(Activity): Among the lines below, copy each one in which "conifer" appears.

(Saved entries)
○ ○ ○ ○
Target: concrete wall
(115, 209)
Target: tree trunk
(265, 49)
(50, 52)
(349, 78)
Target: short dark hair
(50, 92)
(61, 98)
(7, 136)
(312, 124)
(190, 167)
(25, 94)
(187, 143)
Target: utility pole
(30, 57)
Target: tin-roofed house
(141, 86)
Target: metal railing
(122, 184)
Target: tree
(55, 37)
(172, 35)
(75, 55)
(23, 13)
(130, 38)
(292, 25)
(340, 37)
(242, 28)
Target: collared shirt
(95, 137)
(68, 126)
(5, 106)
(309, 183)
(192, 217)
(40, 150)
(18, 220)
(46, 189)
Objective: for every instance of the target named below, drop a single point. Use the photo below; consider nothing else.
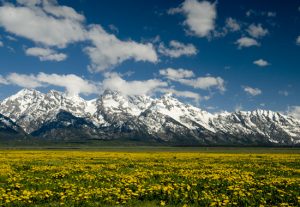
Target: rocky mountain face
(9, 130)
(56, 115)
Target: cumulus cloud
(36, 24)
(252, 91)
(200, 16)
(251, 12)
(177, 49)
(257, 31)
(184, 77)
(51, 25)
(205, 83)
(3, 80)
(283, 93)
(261, 63)
(298, 40)
(73, 84)
(246, 42)
(23, 80)
(271, 14)
(175, 74)
(232, 24)
(45, 54)
(114, 81)
(294, 111)
(108, 51)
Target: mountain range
(113, 116)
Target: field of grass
(152, 178)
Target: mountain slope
(30, 108)
(9, 130)
(55, 115)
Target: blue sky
(218, 55)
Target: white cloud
(23, 80)
(73, 84)
(257, 31)
(298, 40)
(252, 91)
(49, 25)
(283, 93)
(175, 74)
(260, 13)
(200, 16)
(261, 63)
(246, 42)
(205, 83)
(271, 14)
(114, 81)
(3, 80)
(29, 2)
(177, 49)
(108, 51)
(232, 24)
(294, 111)
(182, 76)
(45, 54)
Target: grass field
(158, 177)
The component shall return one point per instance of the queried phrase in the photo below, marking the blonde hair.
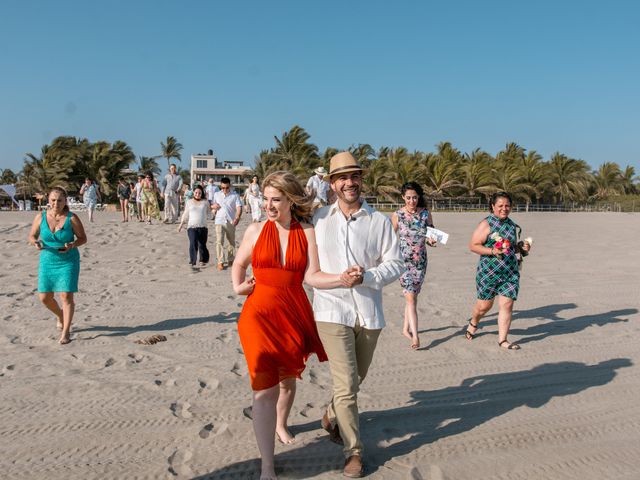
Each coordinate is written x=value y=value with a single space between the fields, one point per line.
x=290 y=186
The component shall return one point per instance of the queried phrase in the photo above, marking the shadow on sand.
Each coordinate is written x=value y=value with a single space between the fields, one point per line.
x=556 y=325
x=163 y=326
x=433 y=415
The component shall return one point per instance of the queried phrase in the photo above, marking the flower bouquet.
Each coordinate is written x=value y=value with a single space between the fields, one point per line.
x=499 y=243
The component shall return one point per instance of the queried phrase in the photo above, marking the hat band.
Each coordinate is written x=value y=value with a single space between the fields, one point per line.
x=347 y=167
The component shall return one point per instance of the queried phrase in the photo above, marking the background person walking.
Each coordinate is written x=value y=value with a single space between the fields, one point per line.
x=196 y=213
x=170 y=191
x=90 y=196
x=411 y=222
x=228 y=207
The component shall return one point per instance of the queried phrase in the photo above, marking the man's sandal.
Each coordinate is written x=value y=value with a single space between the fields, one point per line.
x=468 y=335
x=511 y=346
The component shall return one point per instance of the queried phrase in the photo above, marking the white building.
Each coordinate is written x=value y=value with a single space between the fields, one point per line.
x=206 y=166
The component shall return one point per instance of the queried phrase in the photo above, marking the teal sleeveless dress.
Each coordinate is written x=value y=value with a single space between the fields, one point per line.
x=58 y=271
x=499 y=275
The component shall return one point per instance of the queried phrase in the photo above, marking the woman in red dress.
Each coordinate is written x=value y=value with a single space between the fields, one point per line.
x=276 y=327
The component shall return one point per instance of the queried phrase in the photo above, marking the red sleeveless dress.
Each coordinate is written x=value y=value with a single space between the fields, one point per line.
x=276 y=327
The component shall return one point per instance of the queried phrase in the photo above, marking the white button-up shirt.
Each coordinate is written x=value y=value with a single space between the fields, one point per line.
x=366 y=239
x=228 y=204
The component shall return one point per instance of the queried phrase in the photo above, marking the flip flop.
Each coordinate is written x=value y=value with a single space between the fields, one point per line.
x=511 y=346
x=468 y=335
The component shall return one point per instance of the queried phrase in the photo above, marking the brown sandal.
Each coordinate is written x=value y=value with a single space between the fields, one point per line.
x=468 y=335
x=512 y=346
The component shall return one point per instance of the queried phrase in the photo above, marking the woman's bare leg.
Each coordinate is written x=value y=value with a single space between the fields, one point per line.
x=264 y=426
x=505 y=313
x=49 y=301
x=283 y=408
x=411 y=317
x=68 y=308
x=480 y=308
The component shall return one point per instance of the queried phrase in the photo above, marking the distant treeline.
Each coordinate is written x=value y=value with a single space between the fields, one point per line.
x=446 y=172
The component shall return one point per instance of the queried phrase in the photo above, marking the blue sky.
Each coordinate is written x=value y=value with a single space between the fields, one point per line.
x=549 y=75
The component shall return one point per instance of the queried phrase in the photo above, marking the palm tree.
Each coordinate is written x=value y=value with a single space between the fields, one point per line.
x=264 y=164
x=629 y=180
x=441 y=176
x=8 y=176
x=534 y=173
x=377 y=181
x=568 y=178
x=49 y=170
x=607 y=181
x=170 y=150
x=295 y=153
x=474 y=172
x=402 y=167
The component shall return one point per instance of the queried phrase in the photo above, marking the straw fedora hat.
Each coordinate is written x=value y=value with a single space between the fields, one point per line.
x=343 y=162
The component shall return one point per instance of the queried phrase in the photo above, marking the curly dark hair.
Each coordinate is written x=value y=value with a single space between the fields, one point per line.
x=418 y=189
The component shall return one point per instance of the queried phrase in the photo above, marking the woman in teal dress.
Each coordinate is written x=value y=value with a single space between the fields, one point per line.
x=58 y=233
x=497 y=274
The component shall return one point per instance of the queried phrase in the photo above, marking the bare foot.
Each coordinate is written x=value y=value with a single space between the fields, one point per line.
x=284 y=436
x=268 y=473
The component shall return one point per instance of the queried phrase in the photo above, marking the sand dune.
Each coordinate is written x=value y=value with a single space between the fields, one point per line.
x=104 y=407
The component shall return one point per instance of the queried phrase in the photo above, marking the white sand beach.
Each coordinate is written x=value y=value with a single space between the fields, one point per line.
x=103 y=407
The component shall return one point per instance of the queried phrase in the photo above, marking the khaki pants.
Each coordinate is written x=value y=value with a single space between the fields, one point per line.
x=350 y=351
x=171 y=206
x=227 y=230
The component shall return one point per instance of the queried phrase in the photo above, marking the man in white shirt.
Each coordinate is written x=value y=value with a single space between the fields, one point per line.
x=228 y=207
x=171 y=185
x=349 y=232
x=318 y=186
x=211 y=190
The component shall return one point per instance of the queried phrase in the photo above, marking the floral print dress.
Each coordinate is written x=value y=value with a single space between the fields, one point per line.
x=412 y=230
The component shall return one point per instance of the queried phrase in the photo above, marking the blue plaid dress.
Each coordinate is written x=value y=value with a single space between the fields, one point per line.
x=499 y=275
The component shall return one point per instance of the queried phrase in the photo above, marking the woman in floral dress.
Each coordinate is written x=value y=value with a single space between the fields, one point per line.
x=497 y=274
x=411 y=223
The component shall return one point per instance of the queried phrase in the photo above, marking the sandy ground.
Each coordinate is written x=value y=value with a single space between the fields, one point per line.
x=103 y=407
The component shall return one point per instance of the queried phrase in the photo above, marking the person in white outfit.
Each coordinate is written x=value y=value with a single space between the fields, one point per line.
x=228 y=207
x=171 y=186
x=254 y=197
x=196 y=213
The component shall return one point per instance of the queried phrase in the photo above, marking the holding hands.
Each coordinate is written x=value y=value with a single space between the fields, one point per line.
x=246 y=287
x=352 y=276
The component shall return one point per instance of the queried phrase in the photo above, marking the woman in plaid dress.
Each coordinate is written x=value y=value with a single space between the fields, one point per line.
x=497 y=274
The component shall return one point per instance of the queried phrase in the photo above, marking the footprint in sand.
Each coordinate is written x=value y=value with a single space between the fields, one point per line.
x=212 y=385
x=178 y=463
x=224 y=337
x=206 y=431
x=136 y=357
x=240 y=370
x=181 y=409
x=311 y=410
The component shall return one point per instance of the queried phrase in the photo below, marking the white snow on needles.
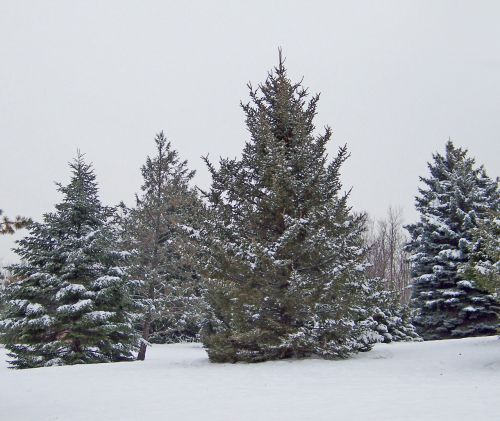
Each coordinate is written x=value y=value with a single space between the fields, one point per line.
x=441 y=380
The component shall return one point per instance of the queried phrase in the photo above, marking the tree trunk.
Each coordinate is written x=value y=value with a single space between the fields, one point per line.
x=141 y=355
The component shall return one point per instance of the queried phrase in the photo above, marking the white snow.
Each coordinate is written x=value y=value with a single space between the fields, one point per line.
x=437 y=380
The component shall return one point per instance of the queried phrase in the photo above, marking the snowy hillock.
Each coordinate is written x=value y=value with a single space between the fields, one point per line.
x=435 y=380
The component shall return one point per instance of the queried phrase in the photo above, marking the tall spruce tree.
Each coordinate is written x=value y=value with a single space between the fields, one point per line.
x=155 y=232
x=455 y=198
x=284 y=263
x=483 y=266
x=68 y=302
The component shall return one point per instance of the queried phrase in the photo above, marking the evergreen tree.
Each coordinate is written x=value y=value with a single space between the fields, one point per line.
x=68 y=302
x=155 y=234
x=284 y=264
x=392 y=320
x=455 y=198
x=483 y=266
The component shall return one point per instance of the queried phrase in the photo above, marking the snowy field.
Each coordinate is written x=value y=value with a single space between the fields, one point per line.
x=446 y=380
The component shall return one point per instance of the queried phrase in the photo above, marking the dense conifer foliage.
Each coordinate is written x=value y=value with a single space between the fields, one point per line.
x=456 y=199
x=67 y=302
x=285 y=257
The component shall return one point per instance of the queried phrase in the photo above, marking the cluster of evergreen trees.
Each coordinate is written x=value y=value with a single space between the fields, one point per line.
x=269 y=263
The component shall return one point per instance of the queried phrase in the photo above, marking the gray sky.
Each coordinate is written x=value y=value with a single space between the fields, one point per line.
x=397 y=78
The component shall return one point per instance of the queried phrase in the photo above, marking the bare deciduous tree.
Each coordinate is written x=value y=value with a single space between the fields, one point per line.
x=386 y=239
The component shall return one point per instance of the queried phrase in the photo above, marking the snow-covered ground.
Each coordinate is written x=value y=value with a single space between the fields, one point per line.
x=445 y=380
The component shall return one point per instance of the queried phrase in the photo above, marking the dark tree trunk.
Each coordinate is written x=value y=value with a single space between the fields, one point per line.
x=141 y=355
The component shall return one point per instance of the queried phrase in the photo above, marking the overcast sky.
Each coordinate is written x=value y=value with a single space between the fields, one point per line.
x=397 y=78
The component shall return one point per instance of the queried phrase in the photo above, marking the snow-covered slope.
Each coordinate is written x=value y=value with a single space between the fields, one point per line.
x=446 y=380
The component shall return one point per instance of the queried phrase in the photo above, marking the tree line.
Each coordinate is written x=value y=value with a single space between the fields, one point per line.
x=270 y=262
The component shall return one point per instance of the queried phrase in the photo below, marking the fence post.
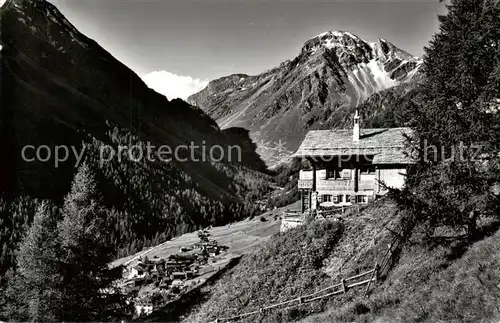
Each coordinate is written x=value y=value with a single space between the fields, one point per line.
x=371 y=278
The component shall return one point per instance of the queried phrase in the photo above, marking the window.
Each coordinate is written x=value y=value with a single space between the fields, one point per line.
x=361 y=199
x=346 y=174
x=368 y=170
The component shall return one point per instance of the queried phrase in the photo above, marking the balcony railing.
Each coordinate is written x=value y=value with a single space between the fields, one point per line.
x=305 y=183
x=336 y=185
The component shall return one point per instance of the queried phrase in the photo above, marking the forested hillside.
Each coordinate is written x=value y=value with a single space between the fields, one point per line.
x=59 y=88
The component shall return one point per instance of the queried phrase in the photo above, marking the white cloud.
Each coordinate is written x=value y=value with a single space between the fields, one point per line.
x=172 y=85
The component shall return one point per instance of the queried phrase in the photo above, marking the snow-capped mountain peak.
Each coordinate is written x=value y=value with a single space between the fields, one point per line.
x=334 y=71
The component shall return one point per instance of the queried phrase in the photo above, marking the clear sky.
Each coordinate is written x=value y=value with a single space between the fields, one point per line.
x=206 y=39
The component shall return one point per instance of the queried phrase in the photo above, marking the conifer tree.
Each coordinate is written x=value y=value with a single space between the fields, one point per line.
x=457 y=129
x=88 y=282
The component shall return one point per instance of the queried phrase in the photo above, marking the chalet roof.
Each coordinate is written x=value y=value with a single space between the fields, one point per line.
x=386 y=145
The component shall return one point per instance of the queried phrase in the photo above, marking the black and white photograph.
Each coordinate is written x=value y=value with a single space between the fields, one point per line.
x=253 y=161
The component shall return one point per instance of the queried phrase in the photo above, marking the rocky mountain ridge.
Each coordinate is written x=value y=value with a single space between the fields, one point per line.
x=333 y=73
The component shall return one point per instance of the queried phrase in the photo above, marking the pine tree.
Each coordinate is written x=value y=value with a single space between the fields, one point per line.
x=33 y=292
x=450 y=184
x=88 y=282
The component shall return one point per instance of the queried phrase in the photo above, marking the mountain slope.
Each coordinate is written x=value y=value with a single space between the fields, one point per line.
x=334 y=72
x=60 y=88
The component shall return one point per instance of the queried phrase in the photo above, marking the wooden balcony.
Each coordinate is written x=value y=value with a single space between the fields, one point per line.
x=343 y=185
x=336 y=185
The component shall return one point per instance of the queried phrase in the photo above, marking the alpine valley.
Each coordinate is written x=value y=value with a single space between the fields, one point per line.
x=333 y=74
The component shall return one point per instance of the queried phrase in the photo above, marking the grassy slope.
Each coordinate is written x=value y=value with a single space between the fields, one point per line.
x=432 y=285
x=298 y=262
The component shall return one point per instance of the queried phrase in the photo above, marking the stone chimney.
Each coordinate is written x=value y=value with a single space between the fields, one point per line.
x=355 y=130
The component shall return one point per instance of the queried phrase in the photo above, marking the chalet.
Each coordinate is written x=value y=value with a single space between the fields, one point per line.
x=351 y=166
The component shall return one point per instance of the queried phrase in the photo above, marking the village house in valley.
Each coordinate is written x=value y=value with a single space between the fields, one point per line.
x=351 y=166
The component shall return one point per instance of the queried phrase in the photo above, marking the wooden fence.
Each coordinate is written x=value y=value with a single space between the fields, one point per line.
○ ○ ○ ○
(Task response):
The component shall return one point per instance of the queried phrase in the photo above, marking the dense conifer foliage.
The component shall return one point per instance of the queried phrase in the photo above, marking the conifer tree.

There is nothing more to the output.